Everything from the line containing "Put one point on every instance of the priest" to the final line of the records below should be given again exactly, and nothing else.

* begin *

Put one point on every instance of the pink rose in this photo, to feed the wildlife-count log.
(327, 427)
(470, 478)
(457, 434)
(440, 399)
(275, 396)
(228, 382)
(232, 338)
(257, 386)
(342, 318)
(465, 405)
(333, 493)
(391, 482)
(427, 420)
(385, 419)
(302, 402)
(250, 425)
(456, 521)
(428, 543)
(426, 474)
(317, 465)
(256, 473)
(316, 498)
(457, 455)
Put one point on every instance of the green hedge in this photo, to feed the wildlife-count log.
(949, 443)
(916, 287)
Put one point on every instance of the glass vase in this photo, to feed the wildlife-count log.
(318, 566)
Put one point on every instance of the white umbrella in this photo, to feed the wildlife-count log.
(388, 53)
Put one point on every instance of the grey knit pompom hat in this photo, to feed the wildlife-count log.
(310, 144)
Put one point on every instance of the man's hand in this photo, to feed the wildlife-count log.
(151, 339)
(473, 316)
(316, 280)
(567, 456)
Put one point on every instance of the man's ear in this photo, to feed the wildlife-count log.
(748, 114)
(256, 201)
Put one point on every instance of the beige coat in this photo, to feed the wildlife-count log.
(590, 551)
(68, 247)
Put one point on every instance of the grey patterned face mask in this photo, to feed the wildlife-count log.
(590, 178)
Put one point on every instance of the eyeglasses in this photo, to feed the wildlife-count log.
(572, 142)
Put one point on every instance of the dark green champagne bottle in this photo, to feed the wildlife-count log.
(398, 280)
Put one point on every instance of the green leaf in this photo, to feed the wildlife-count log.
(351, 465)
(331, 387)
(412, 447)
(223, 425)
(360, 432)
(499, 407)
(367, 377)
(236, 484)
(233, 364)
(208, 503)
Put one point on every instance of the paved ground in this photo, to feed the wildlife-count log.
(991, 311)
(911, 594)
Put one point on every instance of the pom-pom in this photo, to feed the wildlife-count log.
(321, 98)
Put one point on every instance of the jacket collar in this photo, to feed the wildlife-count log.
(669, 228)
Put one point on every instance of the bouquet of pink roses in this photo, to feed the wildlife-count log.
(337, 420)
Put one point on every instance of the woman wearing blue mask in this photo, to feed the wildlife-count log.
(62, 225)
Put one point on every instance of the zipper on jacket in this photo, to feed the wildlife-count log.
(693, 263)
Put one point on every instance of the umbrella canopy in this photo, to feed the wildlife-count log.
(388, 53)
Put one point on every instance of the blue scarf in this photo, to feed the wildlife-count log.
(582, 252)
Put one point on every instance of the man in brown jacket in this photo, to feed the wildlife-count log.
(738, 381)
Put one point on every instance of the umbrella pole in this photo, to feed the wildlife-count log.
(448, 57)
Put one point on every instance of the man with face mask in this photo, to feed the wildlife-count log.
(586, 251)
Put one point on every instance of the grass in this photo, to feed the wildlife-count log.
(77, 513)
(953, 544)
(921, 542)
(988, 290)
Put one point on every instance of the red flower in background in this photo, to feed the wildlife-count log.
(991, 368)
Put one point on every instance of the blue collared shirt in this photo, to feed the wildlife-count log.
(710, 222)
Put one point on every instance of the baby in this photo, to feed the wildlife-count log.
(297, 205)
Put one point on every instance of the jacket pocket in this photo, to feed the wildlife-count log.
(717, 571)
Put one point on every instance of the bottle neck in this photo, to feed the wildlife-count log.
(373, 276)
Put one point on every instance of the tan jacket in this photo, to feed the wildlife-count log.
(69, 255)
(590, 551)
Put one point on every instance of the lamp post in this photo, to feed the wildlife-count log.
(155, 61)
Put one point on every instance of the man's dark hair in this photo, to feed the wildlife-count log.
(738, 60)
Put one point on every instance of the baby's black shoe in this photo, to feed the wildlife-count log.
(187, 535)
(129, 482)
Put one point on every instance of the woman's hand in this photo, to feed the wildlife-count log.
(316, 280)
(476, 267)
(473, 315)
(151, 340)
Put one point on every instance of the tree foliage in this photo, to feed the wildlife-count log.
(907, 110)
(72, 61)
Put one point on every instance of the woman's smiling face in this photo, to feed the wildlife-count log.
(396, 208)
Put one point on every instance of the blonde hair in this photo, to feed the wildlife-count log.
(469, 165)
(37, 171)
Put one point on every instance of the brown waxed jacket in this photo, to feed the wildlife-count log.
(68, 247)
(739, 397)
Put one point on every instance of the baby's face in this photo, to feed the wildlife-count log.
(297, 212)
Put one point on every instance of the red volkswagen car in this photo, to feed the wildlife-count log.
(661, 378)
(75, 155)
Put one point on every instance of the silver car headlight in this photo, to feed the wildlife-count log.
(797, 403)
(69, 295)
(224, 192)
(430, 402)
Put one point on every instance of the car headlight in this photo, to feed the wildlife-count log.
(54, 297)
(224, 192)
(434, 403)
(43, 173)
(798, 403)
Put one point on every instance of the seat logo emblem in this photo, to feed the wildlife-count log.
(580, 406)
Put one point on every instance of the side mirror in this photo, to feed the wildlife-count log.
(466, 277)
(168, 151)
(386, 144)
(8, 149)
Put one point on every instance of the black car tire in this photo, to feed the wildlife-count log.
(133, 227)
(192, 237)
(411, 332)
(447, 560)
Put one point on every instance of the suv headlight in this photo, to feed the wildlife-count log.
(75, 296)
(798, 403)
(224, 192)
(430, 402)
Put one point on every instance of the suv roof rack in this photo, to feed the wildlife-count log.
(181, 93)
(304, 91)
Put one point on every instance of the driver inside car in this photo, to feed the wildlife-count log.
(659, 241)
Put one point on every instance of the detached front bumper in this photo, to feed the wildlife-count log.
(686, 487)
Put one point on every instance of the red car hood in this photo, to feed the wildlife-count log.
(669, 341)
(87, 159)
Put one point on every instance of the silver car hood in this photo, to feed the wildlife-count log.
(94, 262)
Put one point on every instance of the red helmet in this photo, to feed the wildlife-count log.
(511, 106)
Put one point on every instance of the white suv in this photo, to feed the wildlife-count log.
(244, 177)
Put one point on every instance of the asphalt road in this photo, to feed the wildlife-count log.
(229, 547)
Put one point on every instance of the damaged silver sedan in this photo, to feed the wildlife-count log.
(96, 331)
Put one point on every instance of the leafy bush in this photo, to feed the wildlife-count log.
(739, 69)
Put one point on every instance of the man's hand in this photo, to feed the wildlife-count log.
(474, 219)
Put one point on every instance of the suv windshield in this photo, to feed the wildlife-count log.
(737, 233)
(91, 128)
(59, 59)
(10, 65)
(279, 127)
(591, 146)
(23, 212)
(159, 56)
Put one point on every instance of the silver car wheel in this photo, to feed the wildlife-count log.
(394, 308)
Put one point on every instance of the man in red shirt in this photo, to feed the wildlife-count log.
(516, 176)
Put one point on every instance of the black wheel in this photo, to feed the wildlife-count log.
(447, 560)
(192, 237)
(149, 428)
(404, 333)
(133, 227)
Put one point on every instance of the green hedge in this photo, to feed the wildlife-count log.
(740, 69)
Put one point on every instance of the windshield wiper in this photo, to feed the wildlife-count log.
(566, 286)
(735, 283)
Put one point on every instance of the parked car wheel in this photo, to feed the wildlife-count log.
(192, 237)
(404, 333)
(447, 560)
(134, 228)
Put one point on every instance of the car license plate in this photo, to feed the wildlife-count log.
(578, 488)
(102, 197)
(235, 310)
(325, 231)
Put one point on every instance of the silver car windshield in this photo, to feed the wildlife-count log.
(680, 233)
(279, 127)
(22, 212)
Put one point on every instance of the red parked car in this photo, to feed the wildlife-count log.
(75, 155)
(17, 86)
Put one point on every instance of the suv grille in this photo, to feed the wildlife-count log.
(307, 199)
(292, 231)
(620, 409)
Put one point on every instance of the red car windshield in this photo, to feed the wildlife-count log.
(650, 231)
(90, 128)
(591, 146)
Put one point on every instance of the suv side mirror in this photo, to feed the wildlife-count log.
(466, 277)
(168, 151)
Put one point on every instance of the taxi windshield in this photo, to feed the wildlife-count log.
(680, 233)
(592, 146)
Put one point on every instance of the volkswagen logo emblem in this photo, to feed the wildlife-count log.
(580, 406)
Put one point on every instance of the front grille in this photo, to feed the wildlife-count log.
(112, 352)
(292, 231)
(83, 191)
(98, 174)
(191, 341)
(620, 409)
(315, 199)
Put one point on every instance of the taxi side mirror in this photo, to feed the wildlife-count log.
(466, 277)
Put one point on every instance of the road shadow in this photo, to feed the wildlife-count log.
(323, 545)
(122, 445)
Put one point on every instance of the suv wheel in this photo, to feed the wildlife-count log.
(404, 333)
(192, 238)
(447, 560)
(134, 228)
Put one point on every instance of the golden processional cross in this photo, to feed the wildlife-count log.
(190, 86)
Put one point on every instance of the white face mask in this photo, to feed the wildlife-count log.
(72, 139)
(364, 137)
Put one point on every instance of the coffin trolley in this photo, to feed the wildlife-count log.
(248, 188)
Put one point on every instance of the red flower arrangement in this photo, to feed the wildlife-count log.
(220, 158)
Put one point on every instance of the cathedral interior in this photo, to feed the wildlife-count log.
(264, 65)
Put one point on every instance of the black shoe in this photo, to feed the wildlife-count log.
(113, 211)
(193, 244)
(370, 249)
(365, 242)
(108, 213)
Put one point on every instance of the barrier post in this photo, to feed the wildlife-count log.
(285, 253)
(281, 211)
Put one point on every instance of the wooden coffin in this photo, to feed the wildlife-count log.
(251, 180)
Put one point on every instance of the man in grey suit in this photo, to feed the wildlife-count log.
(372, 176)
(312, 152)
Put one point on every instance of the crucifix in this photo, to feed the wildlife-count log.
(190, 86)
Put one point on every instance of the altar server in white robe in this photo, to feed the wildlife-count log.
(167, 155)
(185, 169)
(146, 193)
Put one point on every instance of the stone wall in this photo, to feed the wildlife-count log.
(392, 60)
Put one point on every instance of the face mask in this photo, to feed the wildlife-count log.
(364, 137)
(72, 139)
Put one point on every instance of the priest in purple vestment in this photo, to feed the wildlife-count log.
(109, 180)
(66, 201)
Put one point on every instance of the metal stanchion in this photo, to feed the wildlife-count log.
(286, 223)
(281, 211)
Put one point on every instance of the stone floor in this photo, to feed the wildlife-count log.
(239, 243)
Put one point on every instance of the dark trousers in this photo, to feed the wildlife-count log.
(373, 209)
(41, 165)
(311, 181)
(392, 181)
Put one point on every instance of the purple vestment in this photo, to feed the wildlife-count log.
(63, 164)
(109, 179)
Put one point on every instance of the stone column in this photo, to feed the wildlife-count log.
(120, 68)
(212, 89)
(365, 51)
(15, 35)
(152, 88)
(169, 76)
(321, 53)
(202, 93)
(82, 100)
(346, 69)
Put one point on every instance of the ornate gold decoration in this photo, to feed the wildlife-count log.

* end *

▶ **Worked answer**
Put one point on every instance of the priest in purple vestment in this photo, to feed the wildlife-count log.
(109, 180)
(66, 201)
Put one point on every instance of the metal stanchion in this photo, to feed the wildlife-count log.
(286, 223)
(281, 211)
Put one point on every instance of the stone floor in this photo, to feed the wildlife-count log.
(239, 243)
Put one point on every instance of the dark trousers in this photo, to feed the wildlife-count log.
(373, 209)
(41, 165)
(311, 181)
(392, 181)
Put one point on every instance of the purple vestment in this photo, to feed the wildlife-count log.
(63, 164)
(109, 179)
Put one point on every instance of the stone column in this photo, to feed the wildlife-count log.
(120, 68)
(212, 89)
(365, 51)
(15, 35)
(152, 88)
(169, 76)
(321, 53)
(202, 93)
(82, 100)
(346, 69)
Put one point on every instance of the ornate gold decoration in this photo, to feed the wildlife-count log.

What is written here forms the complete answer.